**Set task 1**
Update the article on Iran's clerics by reproducing everything from "March 8, 2010" down to "challenge its rule.", with "London University" replaced by "University of London".

===== Excerpt

Iran’s house of cards teeters on the brink

Iran’s clerics are facing a crisis of legitimacy that could see the end of the Islamic Republic in its current form, says Trends magazine.
March 8, 2010 5:18 by Iason Athanasiadis
Though Khamenei arguably wields the most political power of any Shiite marja, his religious credentials are not as impressive. “The system of marja [singular of marajeh] is very informal,” said Siavush Randjbar Daemi, an analyst and doctoral candidate in contemporary Iranian history at London University. “Khamenei has attempted to place it under the state’s glass bell and rationalize it, a little like a lieutenant trying to get disorderly generals in order.”
The Islamic Republic has safeguarded its religious legitimacy in the past thirty years by extending its authority over disparate clerical networks. It lavishly funds deferential clerics while arresting or intimidating those who challenge its rule.
“Khamenei always had this weakness as Rahbar [Supreme Leader] that he lacked support in the seminaries,” said Randjbar-Daemi.
“Now it’s worse than ever, with Grand Ayatollah Dastgheib in Shiraz, for example, practically on a war footing with him.”

==========

**Set task 2**
Count the lines of the records below that contain the string "green", and reply with the number alone.

===== Material to process

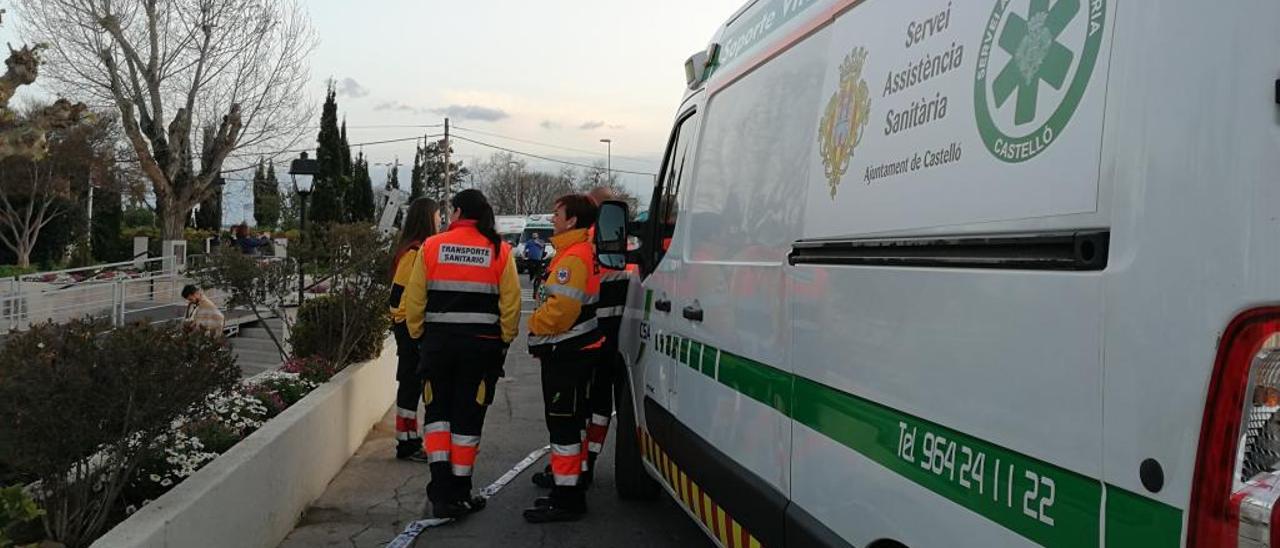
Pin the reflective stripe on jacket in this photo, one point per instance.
(572, 288)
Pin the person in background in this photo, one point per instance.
(201, 313)
(462, 301)
(247, 243)
(565, 337)
(420, 223)
(535, 251)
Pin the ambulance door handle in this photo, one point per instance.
(693, 313)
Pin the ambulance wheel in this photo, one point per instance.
(630, 475)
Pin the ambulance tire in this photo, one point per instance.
(631, 479)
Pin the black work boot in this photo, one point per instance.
(566, 503)
(458, 508)
(544, 479)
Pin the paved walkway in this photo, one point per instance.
(375, 496)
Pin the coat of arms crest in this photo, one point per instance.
(845, 118)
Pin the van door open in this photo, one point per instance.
(662, 273)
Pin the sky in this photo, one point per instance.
(560, 72)
(565, 73)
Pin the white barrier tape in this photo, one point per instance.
(416, 528)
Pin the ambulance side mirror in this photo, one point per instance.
(611, 234)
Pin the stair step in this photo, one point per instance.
(254, 345)
(250, 356)
(259, 333)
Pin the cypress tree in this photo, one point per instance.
(347, 167)
(433, 163)
(393, 177)
(266, 196)
(361, 196)
(417, 177)
(329, 190)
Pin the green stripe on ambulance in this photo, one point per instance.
(1045, 503)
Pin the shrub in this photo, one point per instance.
(342, 328)
(348, 324)
(81, 407)
(286, 386)
(311, 369)
(18, 516)
(270, 400)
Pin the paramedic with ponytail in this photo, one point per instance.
(464, 301)
(420, 223)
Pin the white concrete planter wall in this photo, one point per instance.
(254, 494)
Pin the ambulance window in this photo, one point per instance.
(667, 209)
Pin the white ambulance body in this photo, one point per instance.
(986, 273)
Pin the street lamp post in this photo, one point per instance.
(609, 144)
(302, 172)
(520, 190)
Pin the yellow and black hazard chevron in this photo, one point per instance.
(725, 528)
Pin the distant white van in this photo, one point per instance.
(967, 274)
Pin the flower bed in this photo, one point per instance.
(220, 423)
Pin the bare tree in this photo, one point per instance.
(233, 69)
(512, 188)
(30, 199)
(37, 190)
(26, 136)
(599, 177)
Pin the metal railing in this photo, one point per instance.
(120, 292)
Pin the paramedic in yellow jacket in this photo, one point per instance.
(563, 333)
(420, 223)
(464, 304)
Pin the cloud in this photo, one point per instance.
(397, 106)
(472, 113)
(348, 87)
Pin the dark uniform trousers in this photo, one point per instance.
(408, 391)
(599, 391)
(566, 375)
(460, 374)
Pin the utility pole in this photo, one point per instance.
(520, 187)
(90, 240)
(448, 177)
(609, 173)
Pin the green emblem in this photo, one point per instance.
(1041, 54)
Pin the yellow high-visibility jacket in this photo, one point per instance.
(415, 295)
(403, 268)
(572, 290)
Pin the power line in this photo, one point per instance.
(274, 155)
(552, 146)
(545, 158)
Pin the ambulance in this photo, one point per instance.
(992, 273)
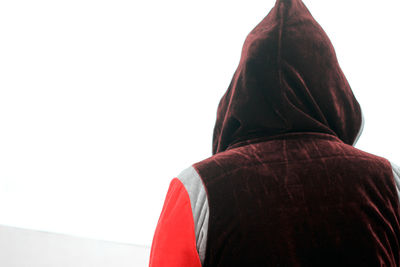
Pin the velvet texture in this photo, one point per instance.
(288, 80)
(285, 187)
(302, 199)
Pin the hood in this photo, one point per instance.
(288, 80)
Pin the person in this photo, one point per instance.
(285, 185)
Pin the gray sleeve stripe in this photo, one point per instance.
(396, 175)
(200, 210)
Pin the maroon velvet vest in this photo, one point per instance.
(302, 199)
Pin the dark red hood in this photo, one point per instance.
(288, 80)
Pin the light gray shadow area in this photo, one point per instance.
(29, 248)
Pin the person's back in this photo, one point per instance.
(285, 186)
(304, 199)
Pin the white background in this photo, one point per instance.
(103, 102)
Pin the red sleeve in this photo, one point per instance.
(174, 242)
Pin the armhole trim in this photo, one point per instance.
(200, 209)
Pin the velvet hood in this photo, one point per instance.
(288, 80)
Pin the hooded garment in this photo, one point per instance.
(285, 186)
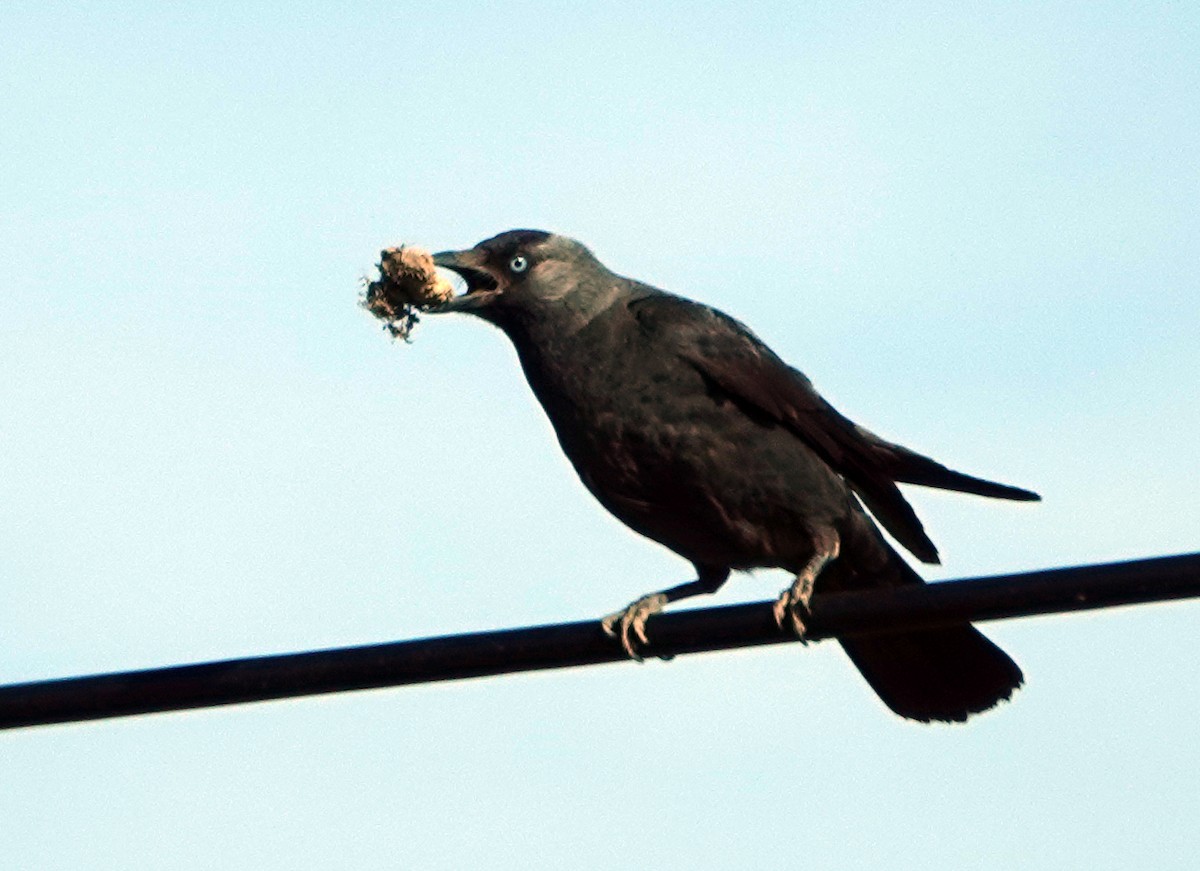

==========

**Problem solution 1**
March 8, 2010 5:18 by Iason Athanasiadis
Though Khamenei arguably wields the most political power of any Shiite marja, his religious credentials are not as impressive. “The system of marja [singular of marajeh] is very informal,” said Siavush Randjbar Daemi, an analyst and doctoral candidate in contemporary Iranian history at University of London. “Khamenei has attempted to place it under the state’s glass bell and rationalize it, a little like a lieutenant trying to get disorderly generals in order.”
The Islamic Republic has safeguarded its religious legitimacy in the past thirty years by extending its authority over disparate clerical networks. It lavishly funds deferential clerics while arresting or intimidating those who challenge its rule.

**Problem solution 2**
2